■ **Bilgileri kullanarak**:
1. Ebeveyn kontrolüyle ilgili metne göre ebeveynler, çocuklarının pandemide kaybolan sosyal yaşamlarını neye tutunarak dengelemeye çalışıyor?
2. Ebeveyn kontrolü üzerine olan metni iki cümleyle özetleyin.
3. Pandemide ebeveyn kontrolünü ele alan metnin devamını yazın.

■ **Çalışma metni**:
Dr. Öğr. Üyesi Elif Erol, "Ebeveynlerin bazıları kontrol edemedikleri dış dünyadaki hakimiyetlerini, çocukları üzerindeki kontroller ile sağlamaya çalışıyorlar. Şüphesiz bunu istemeden ve zarar verebildiklerini algılamadan yapıyorlar. Çocuklarının pandemide kaybolan sosyal yaşamlarını ve diğer gelişim alan becerilerini, akademik başarıya tutunarak dengelemeye çalışıyorlar" diye konuştu.
"RUHSAL HUZUR YOKSA BİLİŞSEL ÖĞRENME SEKTEYE UĞRAR"

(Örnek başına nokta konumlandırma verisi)
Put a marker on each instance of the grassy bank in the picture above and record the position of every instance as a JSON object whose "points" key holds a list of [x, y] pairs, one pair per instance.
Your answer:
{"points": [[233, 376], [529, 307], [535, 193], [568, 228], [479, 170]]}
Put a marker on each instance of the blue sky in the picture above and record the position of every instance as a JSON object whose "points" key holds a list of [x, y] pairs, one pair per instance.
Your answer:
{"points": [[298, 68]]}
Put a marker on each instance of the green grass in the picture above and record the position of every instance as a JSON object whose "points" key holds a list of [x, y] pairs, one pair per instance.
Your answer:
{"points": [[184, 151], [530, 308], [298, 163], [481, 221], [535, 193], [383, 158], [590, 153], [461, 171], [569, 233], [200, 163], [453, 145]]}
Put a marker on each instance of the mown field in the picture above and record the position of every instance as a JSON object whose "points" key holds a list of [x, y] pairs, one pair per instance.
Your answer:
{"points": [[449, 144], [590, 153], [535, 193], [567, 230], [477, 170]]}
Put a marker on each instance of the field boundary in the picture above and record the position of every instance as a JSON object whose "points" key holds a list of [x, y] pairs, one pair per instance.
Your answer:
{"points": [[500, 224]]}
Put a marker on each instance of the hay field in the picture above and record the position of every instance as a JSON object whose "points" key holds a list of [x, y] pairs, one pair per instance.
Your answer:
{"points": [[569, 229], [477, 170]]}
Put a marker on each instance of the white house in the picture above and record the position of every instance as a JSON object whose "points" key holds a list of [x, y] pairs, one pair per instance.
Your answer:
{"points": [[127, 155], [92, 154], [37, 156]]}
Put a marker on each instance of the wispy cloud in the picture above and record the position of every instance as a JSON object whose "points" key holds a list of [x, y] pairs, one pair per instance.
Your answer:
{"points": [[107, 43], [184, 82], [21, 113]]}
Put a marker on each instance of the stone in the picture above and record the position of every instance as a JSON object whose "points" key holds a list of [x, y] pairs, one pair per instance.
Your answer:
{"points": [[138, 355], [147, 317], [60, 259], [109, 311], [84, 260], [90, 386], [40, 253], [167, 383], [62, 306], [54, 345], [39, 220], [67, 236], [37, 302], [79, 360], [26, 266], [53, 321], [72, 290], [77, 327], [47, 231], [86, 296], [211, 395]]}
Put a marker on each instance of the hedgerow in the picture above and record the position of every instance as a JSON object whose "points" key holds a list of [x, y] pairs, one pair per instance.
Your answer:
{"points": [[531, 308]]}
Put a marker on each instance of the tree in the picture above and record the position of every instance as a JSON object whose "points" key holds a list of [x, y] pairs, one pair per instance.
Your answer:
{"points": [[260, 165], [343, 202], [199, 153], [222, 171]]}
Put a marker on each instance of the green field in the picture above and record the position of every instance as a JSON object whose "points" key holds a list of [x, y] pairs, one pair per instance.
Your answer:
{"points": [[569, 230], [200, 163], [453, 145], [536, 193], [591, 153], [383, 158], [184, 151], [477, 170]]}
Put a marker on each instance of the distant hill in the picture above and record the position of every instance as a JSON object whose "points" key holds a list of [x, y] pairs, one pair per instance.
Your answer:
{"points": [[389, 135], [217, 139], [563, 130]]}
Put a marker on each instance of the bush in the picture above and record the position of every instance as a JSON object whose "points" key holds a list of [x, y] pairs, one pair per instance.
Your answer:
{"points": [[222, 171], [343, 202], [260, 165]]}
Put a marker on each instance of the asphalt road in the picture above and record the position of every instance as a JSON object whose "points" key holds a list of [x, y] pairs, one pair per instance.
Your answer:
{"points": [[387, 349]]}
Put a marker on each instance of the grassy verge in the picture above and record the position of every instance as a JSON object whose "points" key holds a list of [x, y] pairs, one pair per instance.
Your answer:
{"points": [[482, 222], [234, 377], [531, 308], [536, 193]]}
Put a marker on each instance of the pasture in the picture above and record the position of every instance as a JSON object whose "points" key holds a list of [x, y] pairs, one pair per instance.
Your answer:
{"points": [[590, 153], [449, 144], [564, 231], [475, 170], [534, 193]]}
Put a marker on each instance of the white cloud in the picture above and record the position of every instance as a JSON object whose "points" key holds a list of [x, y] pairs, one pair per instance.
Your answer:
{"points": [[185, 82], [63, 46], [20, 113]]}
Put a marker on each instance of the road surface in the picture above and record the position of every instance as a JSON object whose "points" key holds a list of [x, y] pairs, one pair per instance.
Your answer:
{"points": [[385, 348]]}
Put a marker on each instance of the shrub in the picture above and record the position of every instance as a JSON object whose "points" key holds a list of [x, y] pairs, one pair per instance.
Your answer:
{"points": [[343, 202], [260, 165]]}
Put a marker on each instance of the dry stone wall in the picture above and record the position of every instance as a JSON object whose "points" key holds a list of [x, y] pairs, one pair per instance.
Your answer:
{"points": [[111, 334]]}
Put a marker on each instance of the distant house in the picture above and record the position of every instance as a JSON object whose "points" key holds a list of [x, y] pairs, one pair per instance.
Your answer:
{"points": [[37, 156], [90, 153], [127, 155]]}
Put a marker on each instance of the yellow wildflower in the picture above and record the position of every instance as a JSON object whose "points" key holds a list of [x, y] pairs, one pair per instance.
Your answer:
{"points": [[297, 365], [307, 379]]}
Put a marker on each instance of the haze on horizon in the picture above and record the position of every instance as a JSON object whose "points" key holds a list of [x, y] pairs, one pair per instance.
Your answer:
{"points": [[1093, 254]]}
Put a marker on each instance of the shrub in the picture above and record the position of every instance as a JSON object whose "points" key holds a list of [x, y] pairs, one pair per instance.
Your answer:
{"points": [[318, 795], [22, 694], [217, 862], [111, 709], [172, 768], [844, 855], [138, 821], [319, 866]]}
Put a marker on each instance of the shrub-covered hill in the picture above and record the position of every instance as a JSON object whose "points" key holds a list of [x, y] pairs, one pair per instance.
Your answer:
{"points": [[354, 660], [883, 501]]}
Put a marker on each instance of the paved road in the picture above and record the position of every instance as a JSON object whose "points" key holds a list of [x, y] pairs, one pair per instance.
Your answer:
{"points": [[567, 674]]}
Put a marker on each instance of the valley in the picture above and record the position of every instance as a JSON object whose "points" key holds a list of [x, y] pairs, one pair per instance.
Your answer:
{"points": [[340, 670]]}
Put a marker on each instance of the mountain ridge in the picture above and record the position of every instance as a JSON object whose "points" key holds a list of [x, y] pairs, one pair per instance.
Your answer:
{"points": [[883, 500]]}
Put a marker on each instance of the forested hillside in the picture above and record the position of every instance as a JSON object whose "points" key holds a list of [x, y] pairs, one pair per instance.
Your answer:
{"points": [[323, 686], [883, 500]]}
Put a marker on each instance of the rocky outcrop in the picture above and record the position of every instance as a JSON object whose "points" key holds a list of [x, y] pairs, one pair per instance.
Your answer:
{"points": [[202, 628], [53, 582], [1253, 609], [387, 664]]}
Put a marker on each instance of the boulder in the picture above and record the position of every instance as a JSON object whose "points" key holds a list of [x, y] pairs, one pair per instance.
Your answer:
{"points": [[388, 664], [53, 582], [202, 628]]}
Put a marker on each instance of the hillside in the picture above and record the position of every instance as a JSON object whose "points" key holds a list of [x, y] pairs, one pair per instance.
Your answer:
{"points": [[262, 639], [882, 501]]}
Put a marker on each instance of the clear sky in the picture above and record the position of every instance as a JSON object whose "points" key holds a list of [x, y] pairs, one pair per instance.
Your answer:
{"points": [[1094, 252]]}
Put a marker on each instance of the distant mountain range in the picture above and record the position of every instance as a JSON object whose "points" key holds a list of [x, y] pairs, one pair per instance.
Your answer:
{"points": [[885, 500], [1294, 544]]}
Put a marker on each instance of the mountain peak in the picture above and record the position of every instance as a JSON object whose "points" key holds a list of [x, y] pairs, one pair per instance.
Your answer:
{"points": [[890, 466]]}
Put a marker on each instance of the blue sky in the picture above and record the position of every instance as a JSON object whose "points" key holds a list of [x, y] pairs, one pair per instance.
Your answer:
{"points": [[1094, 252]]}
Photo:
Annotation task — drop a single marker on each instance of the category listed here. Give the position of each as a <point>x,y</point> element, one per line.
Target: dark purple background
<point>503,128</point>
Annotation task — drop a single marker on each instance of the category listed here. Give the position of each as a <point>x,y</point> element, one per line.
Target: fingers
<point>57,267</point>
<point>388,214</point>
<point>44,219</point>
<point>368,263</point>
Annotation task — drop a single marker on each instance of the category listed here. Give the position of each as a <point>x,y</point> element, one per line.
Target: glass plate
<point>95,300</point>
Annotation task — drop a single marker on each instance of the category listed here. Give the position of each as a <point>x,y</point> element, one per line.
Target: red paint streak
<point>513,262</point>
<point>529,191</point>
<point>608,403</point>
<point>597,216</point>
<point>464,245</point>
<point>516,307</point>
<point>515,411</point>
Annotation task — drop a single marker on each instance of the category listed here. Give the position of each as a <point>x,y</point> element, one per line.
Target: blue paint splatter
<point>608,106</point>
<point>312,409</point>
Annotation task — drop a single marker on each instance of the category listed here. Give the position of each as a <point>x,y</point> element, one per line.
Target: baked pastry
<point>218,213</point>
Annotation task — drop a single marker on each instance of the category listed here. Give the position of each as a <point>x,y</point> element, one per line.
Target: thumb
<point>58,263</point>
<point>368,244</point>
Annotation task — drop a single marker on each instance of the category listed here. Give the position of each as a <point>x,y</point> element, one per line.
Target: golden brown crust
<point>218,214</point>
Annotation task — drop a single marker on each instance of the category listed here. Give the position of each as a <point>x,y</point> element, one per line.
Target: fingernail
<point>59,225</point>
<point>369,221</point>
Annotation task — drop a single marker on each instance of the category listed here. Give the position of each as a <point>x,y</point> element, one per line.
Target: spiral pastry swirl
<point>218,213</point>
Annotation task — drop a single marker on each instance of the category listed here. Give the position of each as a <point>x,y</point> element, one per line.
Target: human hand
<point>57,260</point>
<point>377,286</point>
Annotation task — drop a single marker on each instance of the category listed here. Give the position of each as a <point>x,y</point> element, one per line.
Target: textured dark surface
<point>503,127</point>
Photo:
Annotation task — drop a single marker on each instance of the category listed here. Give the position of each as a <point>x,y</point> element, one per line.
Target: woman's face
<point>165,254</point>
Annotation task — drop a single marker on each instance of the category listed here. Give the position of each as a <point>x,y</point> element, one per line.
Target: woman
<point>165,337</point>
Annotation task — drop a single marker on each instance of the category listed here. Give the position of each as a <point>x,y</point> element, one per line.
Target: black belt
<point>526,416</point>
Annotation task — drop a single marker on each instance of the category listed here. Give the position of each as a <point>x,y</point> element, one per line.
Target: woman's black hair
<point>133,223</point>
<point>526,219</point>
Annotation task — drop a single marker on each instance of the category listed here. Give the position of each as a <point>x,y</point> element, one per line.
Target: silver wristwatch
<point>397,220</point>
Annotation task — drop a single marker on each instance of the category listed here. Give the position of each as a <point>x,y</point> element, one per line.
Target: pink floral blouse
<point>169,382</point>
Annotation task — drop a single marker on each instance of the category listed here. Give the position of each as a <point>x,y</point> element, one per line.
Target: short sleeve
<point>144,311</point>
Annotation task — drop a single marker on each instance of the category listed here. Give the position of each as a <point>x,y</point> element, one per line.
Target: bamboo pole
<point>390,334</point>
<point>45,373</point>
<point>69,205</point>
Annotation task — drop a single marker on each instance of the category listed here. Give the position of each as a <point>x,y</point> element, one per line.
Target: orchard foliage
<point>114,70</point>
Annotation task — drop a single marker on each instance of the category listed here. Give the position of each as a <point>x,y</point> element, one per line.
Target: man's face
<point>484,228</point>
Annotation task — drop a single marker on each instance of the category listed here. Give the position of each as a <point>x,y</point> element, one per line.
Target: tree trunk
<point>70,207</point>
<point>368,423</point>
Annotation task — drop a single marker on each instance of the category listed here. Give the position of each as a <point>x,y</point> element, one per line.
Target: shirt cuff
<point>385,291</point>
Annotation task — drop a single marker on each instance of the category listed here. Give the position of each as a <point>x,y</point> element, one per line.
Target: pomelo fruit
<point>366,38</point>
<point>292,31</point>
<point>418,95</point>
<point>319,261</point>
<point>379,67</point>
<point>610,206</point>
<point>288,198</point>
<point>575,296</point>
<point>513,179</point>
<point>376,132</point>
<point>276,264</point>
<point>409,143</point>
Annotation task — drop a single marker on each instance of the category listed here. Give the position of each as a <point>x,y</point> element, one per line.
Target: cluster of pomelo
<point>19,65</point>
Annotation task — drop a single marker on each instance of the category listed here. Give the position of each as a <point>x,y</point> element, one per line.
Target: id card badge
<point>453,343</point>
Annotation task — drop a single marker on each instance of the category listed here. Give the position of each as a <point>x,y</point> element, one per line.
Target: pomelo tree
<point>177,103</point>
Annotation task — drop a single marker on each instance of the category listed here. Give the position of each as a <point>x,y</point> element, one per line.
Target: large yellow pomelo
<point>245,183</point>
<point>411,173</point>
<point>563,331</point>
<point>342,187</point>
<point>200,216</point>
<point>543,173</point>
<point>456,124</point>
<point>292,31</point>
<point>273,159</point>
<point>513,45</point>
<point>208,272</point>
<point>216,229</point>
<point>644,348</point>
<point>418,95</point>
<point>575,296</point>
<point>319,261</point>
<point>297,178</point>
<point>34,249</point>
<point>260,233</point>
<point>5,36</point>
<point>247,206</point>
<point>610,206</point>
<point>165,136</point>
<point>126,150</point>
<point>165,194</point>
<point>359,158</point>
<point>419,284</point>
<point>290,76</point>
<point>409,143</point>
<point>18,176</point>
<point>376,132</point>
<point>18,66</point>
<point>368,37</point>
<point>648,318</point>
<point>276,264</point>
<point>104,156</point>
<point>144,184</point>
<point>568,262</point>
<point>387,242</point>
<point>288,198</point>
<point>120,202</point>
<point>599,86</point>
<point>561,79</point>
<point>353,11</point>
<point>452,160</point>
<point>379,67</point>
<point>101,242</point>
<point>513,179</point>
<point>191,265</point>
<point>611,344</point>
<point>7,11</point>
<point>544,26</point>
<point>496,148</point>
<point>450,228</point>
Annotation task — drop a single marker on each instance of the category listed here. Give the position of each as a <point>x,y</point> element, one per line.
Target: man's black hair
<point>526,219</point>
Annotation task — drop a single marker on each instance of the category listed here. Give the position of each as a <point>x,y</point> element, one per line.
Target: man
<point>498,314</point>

■ **Yanıtlar**:
1. Akademik başarıya tutunarak dengelemeye çalışıyorlar.

2. Dr. Öğr. Üyesi Elif Erol'a göre bazı ebeveynler, dış dünyada kontrol edemedikleri hakimiyeti çocukları üzerindeki kontrollerle sağlamaya çalışıyor ve bunu istemeden, zarar verebildiklerini algılamadan yapıyor. Bu ebeveynler, çocuklarının pandemide kaybolan sosyal yaşamlarını ve diğer gelişim alanı becerilerini akademik başarıya tutunarak dengelemeye uğraşıyor.

3.
Sağlık olmadan eğitimden bahsedebilmekte mümkün değil diyen Dr. Öğr. Üyesi Elif Erol, "Sağlık, Dünya Sağlık Örgütü tarafından ruhsal ve bedensel olarak tam bir iyilik hali olarak tanımlanır. Bedensel olarak belki bir sorunları yok çocukların ama ruhsal olarak onlarda en az bizler kadar hırpalanmaktadırlar. Birçok bilimsel yayın, ruhsal olarak huzurlu olunamayan bir ortamda bilişsel öğrenmenin sekteye uğrayabileceğini ortaya koymuştur. Yani bir çocuğun kaygıları, korkuları, öfkesi yüksekse, okuduğunu anlamama, öğrenmeye isteksizlik, dikkat ve konsantrasyon bozuklukları gibi öğrenme sorunları gösterebilir. Bu açıdan düşünüldüğünde ebeveynlerin mevcut tutumlarını değerlendirmeleri ve gerekli esnekliği göstermelerinde çocukları ve ilişkileri açısından sayısız faydalar vardır" ifadelerini kullandı.
"ÇOCUKLARI HASTALIK KORKUSU SARDI"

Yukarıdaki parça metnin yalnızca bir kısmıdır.